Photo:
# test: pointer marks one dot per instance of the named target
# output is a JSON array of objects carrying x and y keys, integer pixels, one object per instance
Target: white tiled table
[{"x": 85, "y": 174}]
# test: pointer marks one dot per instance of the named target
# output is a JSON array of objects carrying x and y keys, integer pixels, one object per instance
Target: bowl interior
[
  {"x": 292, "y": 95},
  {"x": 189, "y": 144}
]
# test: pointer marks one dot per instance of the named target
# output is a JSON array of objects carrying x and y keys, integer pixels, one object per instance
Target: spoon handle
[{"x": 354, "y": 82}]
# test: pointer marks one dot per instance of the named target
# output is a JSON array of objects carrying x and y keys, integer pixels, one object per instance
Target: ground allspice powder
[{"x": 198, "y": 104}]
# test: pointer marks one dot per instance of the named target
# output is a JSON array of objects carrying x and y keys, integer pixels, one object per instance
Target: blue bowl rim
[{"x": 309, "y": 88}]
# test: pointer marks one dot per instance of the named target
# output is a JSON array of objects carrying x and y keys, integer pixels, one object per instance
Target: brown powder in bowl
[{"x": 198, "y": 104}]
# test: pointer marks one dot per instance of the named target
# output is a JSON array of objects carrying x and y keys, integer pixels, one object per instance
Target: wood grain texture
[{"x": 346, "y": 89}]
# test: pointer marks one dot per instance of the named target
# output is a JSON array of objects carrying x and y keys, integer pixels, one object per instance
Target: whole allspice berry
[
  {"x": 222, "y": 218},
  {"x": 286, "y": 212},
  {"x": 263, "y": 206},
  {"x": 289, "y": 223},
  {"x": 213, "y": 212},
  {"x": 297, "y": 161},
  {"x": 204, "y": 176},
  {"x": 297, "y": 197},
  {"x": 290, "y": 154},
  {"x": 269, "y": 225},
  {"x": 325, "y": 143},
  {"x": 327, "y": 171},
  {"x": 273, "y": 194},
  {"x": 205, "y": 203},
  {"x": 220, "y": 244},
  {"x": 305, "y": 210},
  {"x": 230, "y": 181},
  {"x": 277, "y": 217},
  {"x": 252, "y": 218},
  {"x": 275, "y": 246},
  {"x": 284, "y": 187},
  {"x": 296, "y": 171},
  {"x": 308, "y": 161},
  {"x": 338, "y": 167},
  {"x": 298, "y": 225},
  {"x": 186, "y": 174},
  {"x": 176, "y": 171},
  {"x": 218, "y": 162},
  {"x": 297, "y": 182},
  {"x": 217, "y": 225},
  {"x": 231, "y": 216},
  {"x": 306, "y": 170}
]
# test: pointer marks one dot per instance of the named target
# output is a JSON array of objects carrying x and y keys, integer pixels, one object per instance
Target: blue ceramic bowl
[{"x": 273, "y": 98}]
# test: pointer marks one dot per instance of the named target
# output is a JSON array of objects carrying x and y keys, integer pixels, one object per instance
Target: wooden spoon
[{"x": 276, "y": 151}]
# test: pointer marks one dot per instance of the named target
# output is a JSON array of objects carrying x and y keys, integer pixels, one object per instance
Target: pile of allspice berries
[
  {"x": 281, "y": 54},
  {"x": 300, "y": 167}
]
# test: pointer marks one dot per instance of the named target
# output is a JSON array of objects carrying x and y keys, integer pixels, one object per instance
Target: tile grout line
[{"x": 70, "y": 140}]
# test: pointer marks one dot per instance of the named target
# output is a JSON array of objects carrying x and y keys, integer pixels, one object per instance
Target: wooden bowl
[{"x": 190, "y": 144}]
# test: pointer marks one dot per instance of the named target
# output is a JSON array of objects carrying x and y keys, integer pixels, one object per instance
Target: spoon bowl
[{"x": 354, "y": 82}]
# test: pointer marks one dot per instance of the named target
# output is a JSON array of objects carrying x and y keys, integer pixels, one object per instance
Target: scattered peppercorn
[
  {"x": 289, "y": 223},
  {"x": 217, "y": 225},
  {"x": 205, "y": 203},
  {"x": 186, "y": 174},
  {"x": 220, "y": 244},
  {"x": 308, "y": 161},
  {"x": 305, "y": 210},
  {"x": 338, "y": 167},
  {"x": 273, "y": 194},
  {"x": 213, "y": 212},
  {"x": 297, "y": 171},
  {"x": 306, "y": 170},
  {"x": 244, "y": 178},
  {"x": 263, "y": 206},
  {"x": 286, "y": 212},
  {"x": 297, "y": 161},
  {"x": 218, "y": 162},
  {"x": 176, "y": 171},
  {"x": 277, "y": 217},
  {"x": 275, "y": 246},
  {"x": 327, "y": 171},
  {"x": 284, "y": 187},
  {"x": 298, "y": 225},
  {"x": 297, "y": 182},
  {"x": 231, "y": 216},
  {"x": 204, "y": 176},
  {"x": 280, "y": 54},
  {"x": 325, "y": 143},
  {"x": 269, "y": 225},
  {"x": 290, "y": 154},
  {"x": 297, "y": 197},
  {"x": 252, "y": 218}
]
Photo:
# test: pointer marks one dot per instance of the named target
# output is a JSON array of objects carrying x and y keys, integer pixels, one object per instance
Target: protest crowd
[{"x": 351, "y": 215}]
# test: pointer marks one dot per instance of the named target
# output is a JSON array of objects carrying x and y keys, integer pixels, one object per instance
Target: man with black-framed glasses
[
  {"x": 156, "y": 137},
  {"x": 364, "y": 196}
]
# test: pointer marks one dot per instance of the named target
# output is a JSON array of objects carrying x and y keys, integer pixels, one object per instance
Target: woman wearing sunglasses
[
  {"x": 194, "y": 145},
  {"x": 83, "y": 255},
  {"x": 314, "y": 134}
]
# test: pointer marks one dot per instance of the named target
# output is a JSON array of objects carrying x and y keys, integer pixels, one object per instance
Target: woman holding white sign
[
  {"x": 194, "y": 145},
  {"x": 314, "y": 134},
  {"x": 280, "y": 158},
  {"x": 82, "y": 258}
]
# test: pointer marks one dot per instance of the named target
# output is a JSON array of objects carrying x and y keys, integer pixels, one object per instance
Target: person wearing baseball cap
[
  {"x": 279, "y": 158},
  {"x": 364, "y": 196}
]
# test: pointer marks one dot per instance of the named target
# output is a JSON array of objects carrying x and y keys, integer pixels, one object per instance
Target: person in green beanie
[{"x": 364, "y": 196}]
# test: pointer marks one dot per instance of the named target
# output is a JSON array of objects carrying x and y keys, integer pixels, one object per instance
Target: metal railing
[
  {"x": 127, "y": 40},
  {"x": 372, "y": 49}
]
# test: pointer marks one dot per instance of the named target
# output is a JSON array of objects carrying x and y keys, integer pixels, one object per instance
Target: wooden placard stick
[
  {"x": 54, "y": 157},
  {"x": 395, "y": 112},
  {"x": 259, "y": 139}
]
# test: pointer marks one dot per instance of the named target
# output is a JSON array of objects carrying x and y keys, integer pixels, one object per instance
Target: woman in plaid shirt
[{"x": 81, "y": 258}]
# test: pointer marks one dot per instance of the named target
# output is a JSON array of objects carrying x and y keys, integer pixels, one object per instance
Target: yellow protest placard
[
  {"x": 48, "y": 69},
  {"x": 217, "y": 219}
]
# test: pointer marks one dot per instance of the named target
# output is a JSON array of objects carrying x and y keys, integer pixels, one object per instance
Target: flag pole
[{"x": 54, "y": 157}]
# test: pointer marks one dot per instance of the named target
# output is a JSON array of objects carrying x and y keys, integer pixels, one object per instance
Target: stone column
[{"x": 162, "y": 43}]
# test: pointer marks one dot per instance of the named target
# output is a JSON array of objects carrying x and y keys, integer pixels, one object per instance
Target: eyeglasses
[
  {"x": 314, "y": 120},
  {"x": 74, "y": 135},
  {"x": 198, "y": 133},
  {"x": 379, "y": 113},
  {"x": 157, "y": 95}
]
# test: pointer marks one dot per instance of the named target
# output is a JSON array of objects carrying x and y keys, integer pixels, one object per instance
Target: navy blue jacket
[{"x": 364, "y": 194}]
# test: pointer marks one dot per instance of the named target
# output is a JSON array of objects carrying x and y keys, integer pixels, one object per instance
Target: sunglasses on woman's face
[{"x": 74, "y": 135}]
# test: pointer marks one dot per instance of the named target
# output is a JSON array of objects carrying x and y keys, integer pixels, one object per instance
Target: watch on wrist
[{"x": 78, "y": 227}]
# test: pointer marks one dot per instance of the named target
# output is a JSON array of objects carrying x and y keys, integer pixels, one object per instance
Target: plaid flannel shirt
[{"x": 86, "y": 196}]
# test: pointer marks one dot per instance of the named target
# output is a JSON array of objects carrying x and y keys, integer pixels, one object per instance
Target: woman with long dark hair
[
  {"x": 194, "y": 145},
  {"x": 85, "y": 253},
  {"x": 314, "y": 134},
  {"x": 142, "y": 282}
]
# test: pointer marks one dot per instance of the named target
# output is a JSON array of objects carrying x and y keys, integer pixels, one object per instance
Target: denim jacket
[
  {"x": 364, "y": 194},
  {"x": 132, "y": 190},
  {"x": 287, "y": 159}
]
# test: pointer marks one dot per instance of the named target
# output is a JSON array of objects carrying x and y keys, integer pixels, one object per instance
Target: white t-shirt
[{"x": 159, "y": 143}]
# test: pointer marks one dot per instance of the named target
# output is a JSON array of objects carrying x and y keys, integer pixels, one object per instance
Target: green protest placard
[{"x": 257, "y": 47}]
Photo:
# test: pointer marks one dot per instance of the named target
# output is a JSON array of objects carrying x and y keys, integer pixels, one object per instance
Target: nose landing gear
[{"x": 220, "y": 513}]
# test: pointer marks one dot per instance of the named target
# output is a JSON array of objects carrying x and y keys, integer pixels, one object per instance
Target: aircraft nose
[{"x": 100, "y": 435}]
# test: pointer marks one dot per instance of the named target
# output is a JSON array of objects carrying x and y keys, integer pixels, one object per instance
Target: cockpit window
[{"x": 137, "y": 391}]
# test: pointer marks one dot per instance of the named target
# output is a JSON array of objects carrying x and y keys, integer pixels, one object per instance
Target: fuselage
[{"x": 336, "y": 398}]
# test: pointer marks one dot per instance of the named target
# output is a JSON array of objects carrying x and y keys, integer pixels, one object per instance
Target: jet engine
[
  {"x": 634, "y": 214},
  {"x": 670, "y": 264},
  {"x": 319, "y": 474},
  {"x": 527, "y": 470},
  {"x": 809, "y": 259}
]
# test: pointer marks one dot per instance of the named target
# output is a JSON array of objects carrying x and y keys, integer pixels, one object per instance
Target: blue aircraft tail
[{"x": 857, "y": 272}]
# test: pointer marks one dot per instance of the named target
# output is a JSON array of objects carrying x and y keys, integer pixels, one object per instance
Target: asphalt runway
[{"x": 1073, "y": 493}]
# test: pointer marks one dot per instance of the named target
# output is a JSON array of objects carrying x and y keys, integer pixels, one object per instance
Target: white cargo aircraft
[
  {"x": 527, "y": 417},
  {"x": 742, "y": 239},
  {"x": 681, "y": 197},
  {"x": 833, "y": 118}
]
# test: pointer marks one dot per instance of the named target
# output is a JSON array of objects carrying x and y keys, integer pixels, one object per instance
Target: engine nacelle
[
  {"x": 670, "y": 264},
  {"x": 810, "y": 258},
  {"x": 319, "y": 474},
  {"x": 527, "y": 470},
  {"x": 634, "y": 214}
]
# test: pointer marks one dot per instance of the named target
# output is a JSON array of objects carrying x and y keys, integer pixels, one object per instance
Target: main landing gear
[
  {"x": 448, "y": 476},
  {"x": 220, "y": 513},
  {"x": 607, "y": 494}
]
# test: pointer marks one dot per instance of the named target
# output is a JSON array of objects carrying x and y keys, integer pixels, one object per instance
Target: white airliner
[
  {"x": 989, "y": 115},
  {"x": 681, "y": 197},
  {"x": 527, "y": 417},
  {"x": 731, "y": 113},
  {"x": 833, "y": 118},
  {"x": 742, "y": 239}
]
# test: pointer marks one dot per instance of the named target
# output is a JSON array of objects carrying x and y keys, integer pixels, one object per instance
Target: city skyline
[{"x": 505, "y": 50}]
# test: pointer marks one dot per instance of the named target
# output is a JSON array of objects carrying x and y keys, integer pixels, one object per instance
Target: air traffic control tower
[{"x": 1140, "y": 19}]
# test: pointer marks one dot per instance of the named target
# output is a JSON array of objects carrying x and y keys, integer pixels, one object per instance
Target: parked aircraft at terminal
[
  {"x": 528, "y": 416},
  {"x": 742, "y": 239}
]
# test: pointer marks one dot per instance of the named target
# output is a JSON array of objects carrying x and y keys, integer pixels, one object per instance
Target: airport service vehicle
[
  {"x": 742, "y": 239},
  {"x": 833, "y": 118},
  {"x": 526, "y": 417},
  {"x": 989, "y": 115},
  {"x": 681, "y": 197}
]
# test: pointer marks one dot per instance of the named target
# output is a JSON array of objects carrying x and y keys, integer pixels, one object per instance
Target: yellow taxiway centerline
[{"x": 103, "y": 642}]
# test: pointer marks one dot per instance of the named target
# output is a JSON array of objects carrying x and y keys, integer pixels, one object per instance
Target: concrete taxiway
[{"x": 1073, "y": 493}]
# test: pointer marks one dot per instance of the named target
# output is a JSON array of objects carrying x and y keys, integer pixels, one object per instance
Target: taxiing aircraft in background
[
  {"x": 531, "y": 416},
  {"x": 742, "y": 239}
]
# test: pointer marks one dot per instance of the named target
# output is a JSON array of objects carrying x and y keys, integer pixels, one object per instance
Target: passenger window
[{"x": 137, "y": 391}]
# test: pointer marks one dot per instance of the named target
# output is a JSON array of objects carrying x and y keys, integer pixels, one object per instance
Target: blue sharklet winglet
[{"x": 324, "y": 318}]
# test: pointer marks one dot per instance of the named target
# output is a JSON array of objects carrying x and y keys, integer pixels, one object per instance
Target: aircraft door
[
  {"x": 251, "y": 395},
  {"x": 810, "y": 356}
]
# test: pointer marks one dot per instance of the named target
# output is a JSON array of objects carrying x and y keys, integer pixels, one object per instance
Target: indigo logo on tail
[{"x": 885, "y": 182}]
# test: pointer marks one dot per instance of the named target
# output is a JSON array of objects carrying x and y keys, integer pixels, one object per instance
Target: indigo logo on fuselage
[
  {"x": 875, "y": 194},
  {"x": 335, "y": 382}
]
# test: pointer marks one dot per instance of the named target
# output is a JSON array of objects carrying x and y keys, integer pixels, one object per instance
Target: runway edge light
——
Work to be completed ▸
Please state how many lines above contain the word "wearing". Give only the number.

Written answer ▸
2